### Goal of the exercise
Which lines in the listing below contain the string "toolbox"? Return each of those lines in full, counting uppercase and lowercase as different.

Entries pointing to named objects
☆ ☆ ☆ ☆
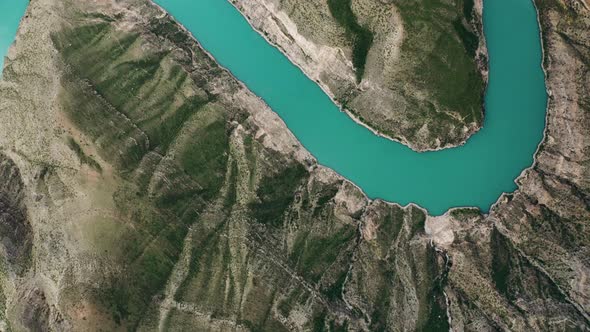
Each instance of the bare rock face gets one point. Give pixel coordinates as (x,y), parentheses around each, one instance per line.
(144,188)
(412,72)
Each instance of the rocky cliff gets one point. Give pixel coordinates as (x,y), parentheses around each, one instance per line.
(410,71)
(144,188)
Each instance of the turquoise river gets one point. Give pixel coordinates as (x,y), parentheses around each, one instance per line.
(474,174)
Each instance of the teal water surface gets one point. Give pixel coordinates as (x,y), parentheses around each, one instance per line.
(474,174)
(471,175)
(11,12)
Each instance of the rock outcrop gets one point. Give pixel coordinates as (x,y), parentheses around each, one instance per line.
(411,72)
(144,188)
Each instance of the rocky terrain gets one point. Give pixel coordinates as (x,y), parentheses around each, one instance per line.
(411,71)
(144,188)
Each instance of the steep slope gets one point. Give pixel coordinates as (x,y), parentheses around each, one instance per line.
(144,188)
(414,71)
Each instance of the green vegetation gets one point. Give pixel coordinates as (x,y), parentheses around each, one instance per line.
(84,159)
(360,37)
(276,193)
(446,66)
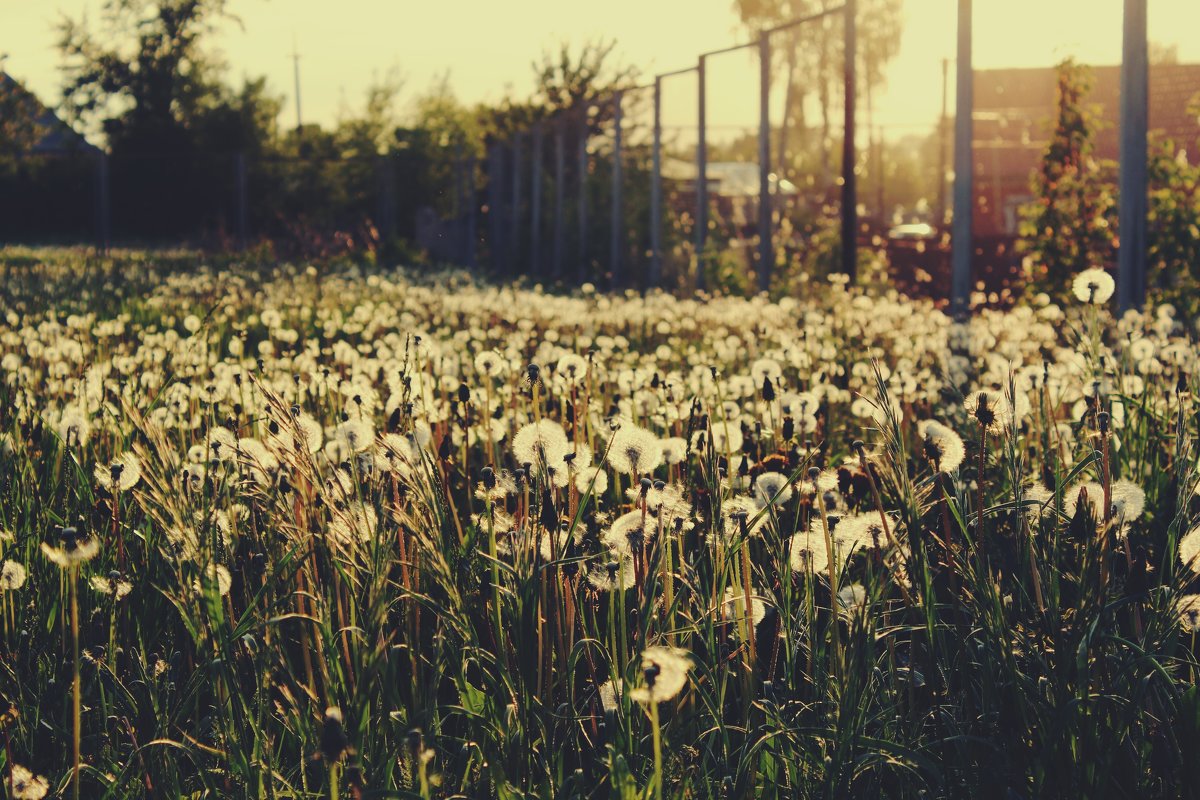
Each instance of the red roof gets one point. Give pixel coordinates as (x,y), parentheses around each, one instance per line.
(1014,112)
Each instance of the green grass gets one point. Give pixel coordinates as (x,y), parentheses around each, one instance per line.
(430,605)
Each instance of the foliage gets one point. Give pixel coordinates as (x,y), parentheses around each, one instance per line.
(348,530)
(1071,224)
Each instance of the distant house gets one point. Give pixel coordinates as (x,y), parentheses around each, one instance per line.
(46,133)
(1014,113)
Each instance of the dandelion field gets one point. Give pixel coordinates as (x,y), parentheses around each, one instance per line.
(349,531)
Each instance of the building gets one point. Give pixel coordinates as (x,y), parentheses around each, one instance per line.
(1014,114)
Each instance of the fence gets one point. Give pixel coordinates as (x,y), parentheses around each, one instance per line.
(611,190)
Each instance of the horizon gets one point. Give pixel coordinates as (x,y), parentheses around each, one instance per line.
(484,68)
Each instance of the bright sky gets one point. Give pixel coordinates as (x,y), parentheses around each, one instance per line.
(487,47)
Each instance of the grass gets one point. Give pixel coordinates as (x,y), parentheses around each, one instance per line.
(359,533)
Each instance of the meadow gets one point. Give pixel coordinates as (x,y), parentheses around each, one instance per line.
(351,531)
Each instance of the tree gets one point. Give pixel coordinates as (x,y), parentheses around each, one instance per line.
(811,58)
(1069,226)
(143,76)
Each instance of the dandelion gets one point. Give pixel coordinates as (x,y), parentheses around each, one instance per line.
(772,489)
(12,576)
(121,475)
(1189,613)
(27,786)
(112,584)
(942,447)
(635,450)
(540,444)
(1093,286)
(355,434)
(573,368)
(72,549)
(1189,548)
(491,364)
(664,672)
(215,575)
(851,600)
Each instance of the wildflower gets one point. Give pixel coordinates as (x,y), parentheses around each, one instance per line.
(635,450)
(808,552)
(215,575)
(859,531)
(989,409)
(665,672)
(1189,613)
(1093,286)
(111,584)
(540,444)
(733,607)
(121,475)
(355,434)
(574,368)
(942,447)
(1189,548)
(616,575)
(72,549)
(610,695)
(334,741)
(851,600)
(675,449)
(12,576)
(491,364)
(75,427)
(592,480)
(27,786)
(772,488)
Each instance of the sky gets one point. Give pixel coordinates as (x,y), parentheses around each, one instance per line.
(487,47)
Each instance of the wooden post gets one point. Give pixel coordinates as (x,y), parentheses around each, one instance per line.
(103,204)
(617,202)
(1134,109)
(766,247)
(514,248)
(657,190)
(559,194)
(472,198)
(582,266)
(701,174)
(243,208)
(535,203)
(964,169)
(849,157)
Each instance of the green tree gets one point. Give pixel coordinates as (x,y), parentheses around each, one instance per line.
(1071,224)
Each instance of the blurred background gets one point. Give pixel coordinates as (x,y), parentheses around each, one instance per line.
(567,142)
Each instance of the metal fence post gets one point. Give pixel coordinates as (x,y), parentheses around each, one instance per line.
(582,156)
(495,216)
(766,250)
(243,208)
(617,203)
(1134,92)
(559,169)
(701,175)
(103,203)
(472,209)
(514,248)
(657,190)
(964,178)
(849,157)
(535,202)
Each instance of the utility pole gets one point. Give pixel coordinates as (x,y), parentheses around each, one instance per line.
(849,157)
(964,166)
(1134,104)
(941,139)
(295,73)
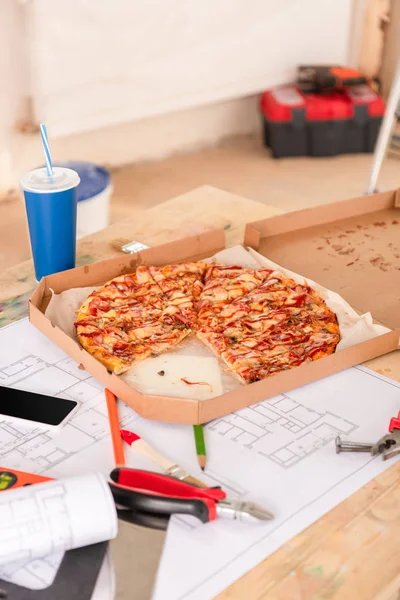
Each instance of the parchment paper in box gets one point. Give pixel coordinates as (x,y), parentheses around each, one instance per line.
(191,360)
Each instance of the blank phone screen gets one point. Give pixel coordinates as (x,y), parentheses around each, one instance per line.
(34,407)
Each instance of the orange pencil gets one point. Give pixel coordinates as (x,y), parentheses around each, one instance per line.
(117,441)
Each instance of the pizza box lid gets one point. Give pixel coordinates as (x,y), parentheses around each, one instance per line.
(276,237)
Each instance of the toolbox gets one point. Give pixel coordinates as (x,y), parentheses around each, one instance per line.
(301,123)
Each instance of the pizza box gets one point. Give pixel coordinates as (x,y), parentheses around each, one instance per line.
(349,247)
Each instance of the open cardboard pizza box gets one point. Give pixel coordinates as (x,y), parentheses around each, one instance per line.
(350,247)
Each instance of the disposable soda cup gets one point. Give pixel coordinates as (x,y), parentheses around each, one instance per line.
(51,207)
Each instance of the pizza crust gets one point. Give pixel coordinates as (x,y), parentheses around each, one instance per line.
(258,321)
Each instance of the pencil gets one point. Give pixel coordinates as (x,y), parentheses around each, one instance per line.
(114,428)
(200,445)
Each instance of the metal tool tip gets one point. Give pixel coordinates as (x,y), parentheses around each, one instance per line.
(256,512)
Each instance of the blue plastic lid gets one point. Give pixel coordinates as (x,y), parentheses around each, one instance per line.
(94,179)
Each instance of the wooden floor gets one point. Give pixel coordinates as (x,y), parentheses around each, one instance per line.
(241,166)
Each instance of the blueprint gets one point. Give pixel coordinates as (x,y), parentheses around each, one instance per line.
(279,453)
(58,515)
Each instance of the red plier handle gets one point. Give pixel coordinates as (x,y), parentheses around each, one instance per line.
(151,494)
(394,423)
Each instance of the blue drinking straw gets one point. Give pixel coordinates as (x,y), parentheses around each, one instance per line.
(46,149)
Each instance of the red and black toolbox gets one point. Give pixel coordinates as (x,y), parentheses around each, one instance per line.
(301,123)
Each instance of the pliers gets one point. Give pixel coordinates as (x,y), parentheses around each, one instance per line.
(389,444)
(149,499)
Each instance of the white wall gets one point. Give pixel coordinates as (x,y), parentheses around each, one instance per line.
(13,82)
(102,63)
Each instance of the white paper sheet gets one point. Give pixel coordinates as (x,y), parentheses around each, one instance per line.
(28,360)
(264,453)
(280,453)
(59,515)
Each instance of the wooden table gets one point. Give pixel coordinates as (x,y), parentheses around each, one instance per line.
(353,552)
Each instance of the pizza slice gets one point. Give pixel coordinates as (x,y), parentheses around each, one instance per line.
(278,325)
(181,285)
(222,285)
(127,320)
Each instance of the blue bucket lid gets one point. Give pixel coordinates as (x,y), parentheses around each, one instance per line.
(94,179)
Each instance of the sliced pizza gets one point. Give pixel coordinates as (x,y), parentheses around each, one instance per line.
(181,285)
(127,320)
(222,285)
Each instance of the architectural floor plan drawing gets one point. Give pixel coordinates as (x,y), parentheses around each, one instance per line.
(282,429)
(264,453)
(38,450)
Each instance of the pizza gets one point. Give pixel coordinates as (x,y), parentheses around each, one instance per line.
(128,320)
(257,321)
(181,285)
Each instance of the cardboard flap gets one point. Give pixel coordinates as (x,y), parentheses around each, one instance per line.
(350,247)
(190,248)
(319,215)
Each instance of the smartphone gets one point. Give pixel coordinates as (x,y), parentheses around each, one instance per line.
(35,410)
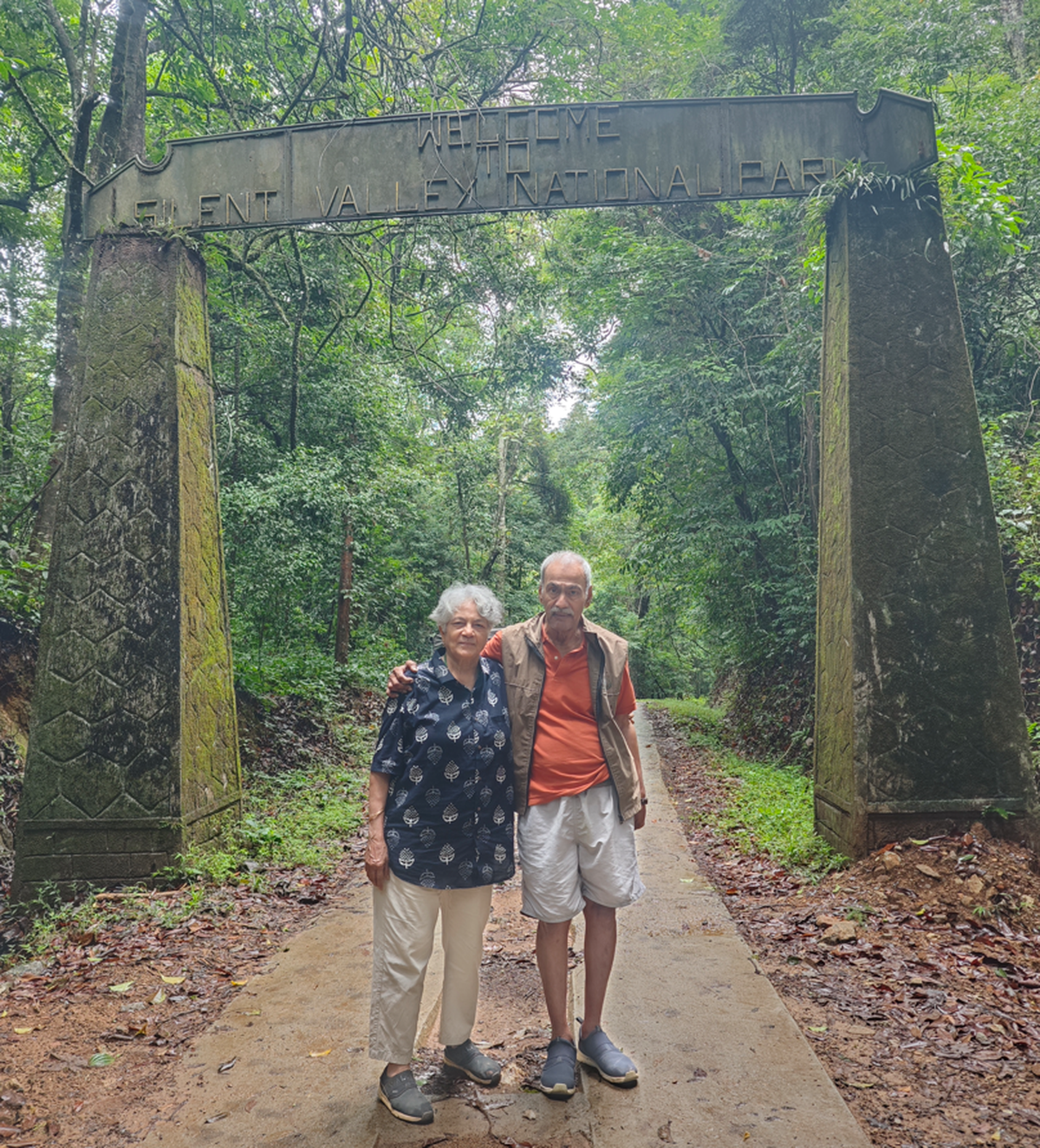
☆ ☆ ☆ ☆
### The reply
Each instance of the toolbox gets one point. Give pixel coordinates as (x,y), parentheses around each, one instance per line.
Each instance of the red and black toolbox gets one point. Give pixel coordinates as (x,y), parentheses around each, one instance per line.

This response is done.